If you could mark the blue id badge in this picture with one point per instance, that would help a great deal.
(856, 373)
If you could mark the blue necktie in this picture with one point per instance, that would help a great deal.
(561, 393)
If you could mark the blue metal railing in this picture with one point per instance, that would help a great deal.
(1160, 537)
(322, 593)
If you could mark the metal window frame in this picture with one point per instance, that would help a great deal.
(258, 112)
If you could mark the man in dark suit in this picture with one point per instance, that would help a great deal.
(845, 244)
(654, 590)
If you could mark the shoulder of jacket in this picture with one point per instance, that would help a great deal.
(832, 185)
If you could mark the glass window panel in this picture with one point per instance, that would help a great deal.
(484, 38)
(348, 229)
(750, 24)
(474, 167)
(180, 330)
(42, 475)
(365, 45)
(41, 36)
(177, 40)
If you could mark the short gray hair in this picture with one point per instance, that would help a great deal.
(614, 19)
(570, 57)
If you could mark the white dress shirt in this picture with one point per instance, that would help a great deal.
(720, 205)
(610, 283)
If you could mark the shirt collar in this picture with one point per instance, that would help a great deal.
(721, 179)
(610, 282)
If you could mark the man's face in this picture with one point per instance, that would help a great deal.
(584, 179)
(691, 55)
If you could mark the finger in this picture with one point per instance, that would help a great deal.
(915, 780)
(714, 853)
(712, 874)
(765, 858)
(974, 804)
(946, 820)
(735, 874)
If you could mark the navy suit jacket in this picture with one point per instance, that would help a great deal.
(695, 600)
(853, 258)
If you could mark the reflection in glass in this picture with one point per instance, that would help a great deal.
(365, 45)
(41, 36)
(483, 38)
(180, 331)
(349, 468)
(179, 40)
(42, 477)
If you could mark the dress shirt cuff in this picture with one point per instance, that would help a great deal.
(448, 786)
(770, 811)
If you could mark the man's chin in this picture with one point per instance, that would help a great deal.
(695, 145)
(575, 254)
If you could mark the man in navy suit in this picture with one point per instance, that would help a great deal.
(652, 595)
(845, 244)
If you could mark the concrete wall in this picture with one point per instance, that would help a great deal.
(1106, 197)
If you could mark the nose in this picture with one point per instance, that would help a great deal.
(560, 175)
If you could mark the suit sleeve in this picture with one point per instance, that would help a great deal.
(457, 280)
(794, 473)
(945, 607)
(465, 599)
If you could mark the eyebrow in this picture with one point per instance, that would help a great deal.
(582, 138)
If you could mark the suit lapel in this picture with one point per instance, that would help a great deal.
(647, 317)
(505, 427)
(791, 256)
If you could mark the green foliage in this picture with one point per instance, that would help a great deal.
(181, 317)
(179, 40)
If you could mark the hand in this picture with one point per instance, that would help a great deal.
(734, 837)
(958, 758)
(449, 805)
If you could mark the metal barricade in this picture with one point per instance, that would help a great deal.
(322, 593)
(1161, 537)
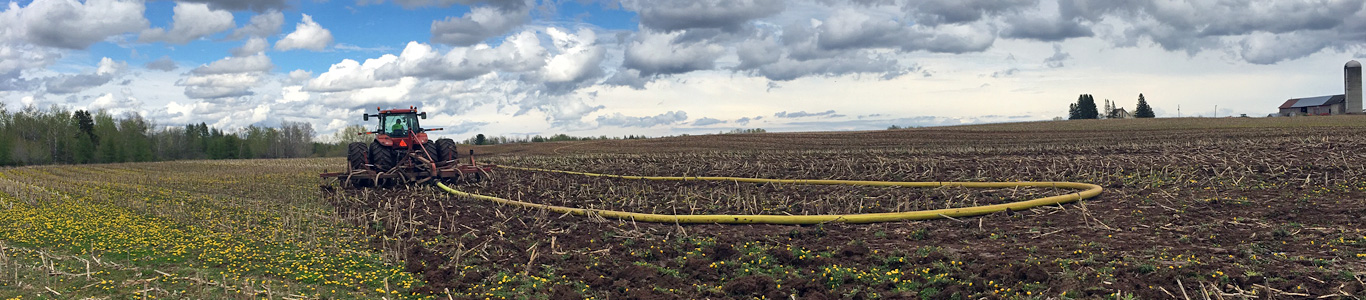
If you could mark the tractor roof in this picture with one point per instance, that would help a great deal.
(399, 111)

══════════

Transcribe the material exactly, leaving every picture out.

If you could mark the blue id badge in this picture with one point per instance, that would help a great deal.
(856, 373)
If you could mark the blue necktie in this picture with one point per instance, that would help a great deal.
(561, 393)
If you could mark the blue metal railing in this picture with one point per instance, that would help a great deal.
(1160, 537)
(322, 593)
If you could mark the metal window frame in this picture with one point per instance, that would help a great deal.
(258, 112)
If you could mark the man in dark suit in this picture with one point per instance, that would help a great deal.
(845, 244)
(654, 590)
If you could mark the shoulder of jacket in this picture with one point per instance, that would help a great deal.
(832, 185)
If you could mark the glass window panel in this picture with one point per instance, that would help a great deal.
(484, 38)
(348, 229)
(750, 24)
(474, 167)
(180, 330)
(42, 475)
(365, 45)
(41, 36)
(177, 40)
If you could mark the short gray hair in this picture with one point per instance, that would help a great deal.
(614, 19)
(570, 57)
If you could mark the white dress shirt in this picture with one point per instance, that would help a great deal.
(720, 205)
(610, 283)
If you could mark the shirt collar in this picture with one point per instance, that would help a great deal.
(721, 179)
(610, 282)
If you could mark the man's face in this picture with one point per instance, that would help a great deal.
(584, 179)
(691, 55)
If you could mark the finger in this picture with one point per instance, that would help a great deal.
(915, 780)
(714, 853)
(712, 874)
(765, 858)
(974, 804)
(946, 820)
(735, 874)
If you could mark the navy suit jacket in this picture with one point per instance, that would help a great deal.
(695, 600)
(853, 258)
If you could mark the reflection in glass in this picture with one point per instance, that would help a great deal.
(365, 45)
(41, 36)
(483, 38)
(180, 331)
(349, 468)
(179, 40)
(42, 477)
If you could mark the dress shirt cuff in this picture with one point per instance, that would help a great deal.
(448, 786)
(770, 811)
If you could mark the man's chin in this picture with one point per instance, that would help a great deal.
(695, 145)
(575, 254)
If you could mark the man in navy suit in this picture with one point per instance, that would help a great deal.
(652, 595)
(845, 244)
If you could mark the concrete wall in this picture with one point per instance, that would help a great deal.
(1106, 197)
If you could mark the nose in this picture with one point per instance, that would help a great deal.
(560, 175)
If you could mark the suit sleeve in this picture with one point per instance, that would help a great deal.
(457, 280)
(794, 473)
(945, 607)
(465, 599)
If you could mark the eyebrow in this picture with one point per instance, that would help a great deal.
(582, 138)
If you could mark the suit lapel in this picture with one point per instance, that would help a great deal.
(647, 317)
(505, 427)
(791, 256)
If you could mark the green foliage in this picture with one point per instance, that would help a great deal.
(181, 317)
(179, 40)
If you could mark the hand in this picture with one point per instance, that would help a great deal.
(734, 837)
(958, 758)
(449, 805)
If you could mark the metal barricade in this picture with one point per instance, that would help a great deal.
(322, 593)
(1161, 537)
If you could mark the tractor roof in this picture with one point per instance, that would help a great deal.
(399, 111)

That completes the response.